> **本文抜粋**
本発明は、インクジェット式記録ヘッド等に用いられる圧電膜とその製造方法、該圧電膜を用いた圧電素子、並びに該圧電素子を備えたインクジェット式記録ヘッド及びインクジェット式記録装置に関するものである。
電界印加強度の増減に伴って伸縮する圧電性を有する圧電膜と、圧電膜に対して所定方向に電界を印加する電極とを備えた圧電素子が、インクジェット式記録ヘッドに搭載されるアクチュエータ等として使用されている。圧電材料としては、チタン酸ジルコン酸鉛(PZT)等のペロブスカイト型複合酸化物が知られている。
圧電膜の自発分極軸のベクトル成分と電界印加方向とが一致するときに、電界印加強度の増減に伴う伸縮が効果的に起こり、大きな圧電定数が得られる。圧電膜の自発分極軸と電界印加方向とは完全に一致することが最も好ましい。また、インク吐出量のばらつき等を抑制するには、圧電膜の圧電性能の面内ばらつきが小さいことが好ましい。これらの点を考慮すれば、結晶配向性に優れた圧電膜が好ましい。
特許文献1には、表面にTiが島状に析出したTi含有貴金属電極上に圧電膜を成膜することで、結晶配向性に優れた圧電膜を成膜できることが記載されている。特許文献2には、基板としてMgO基板を用いることで、結晶配向性に優れた圧電膜を成膜できることが記載されている。
特許文献3には、アモルファス強誘電体膜を成膜し、その後、急速加熱法によって該膜を結晶化させる強誘電体膜の製造方法が開示されている。
特開2004-186646号公報 特開2004-262253号公報 特開2003-218325号公報
特許文献1及び2に記載の方法では、600℃以上の成膜温度が必要である(特許文献1の段落[0065]及び[0078]を参照)。かかる高い温度で成膜を行うと、基板温度の面内ばらつきが大きくなる傾向にあり、成膜される圧電膜の膜質及び膜性能の面内ばらつきが大きくなる傾向にある。基板が大きくなる程、基板温度の面内ばらつきが大きくなり、圧電膜の膜質及び膜性能の面内ばらつきが大きくなる傾向にある。
特許文献3に記載の方法では、成膜を比較的低温で行うことができるものの、はじめにアモルファス膜を成膜してその後結晶化させるため、結晶配向性の良い膜が得られにくい。基板が大きくなる程、全体の結晶化の制御が難しく、圧電膜の膜性能のばらつきが大きくなる傾向にある。また、特許文献3に記載の方法では、結晶化によって膜内部に応力が発生して圧電膜が基板から剥離する恐れもある。
本発明は上記事情に鑑みてなされたものであり、比較的低温で成膜を行うことができ、しかも結晶配向性に優れると共に膜の均質性にも優れ、圧電性能に優れた圧電膜を安定的に製造することが可能な圧電膜の製造方法を提供することを目的とするものである。
本発明はまた、上記製造方法を用いることで、結晶配向性に優れると共に膜の均質性にも優れ、圧電性能に優れた圧電膜を提供することを目的とするものである。
本発明はまた、上記圧電膜を用いた圧電素子、該圧電素子を備えたインクジェット式記録ヘッド及びインクジェット式記録装置を提供することを目的とするものである。

> **指示**
1. 圧電膜に関する本文について、次の問いに答えなさい。
(a) 圧電材料として知られているものとして、本文は何を挙げているか。
(b) 特許文献1及び2に記載の方法では、どの程度の成膜温度が必要とされているか。
(c) 特許文献3に記載の方法では、結晶化によって膜内部に応力が発生すると、どのような恐れがあるとされているか。
2. 圧電膜に関する本文の次の一文を英語に訳しなさい。「特許文献3には、アモルファス強誘電体膜を成膜し、その後、急速加熱法によって該膜を結晶化させる強誘電体膜の製造方法が開示されている。」
3. 圧電膜に関する本文を、最後の文の後から書き継ぎなさい。

> **所与データ**
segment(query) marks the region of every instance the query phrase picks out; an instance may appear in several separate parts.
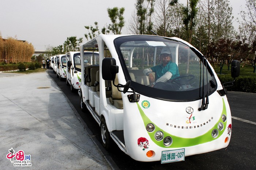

> **解答例**
1.
(a) チタン酸ジルコン酸鉛(PZT)等のペロブスカイト型複合酸化物
(b) 600℃以上
(c) 圧電膜が基板から剥離する恐れ

2. Patent Document 3 discloses a method for manufacturing a ferroelectric film in which an amorphous ferroelectric film is deposited and then crystallized by a rapid heating method.

3.
本発明の圧電膜の製造方法は、
基板上に、結晶配向性を有する圧電膜を成膜する成膜工程と、
前記圧電膜に対して、前記成膜工程の成膜温度を超える温度でアニールを行うアニール工程とを有することを特徴とするものである。
本明細書において、「成膜温度」は、成膜時の基板の中心温度を意味するものとする。同様に、「アニール温度」は、アニール時の基板の中心温度を意味するものとする。
本明細書において、圧電膜が「結晶配向性を有する」とは、Lotgerling法により測定される配向度Fが、80%以上であることと定義する。
配向度Fは、下記式で表される。
F(%)=(P−P0)/(1−P0)×100・・・(i)
式(i)中、Pは、配向面からの反射強度の合計と全反射強度の合計の比である。(001)配向の場合、Pは、(00l)面からの反射強度I(00l)の合計ΣI(00l)と、各結晶面(hkl)からの反射強度I(hkl)の合計ΣI(hkl)との比({ΣI(00l)/ΣI(hkl)})である。例えば、ペロブスカイト結晶において(001)配向の場合、P=I(001)/[I(001)+I(100)+I(101)+I(110)+I(111)]である。
P0は、完全にランダムな配向をしている試料のPである。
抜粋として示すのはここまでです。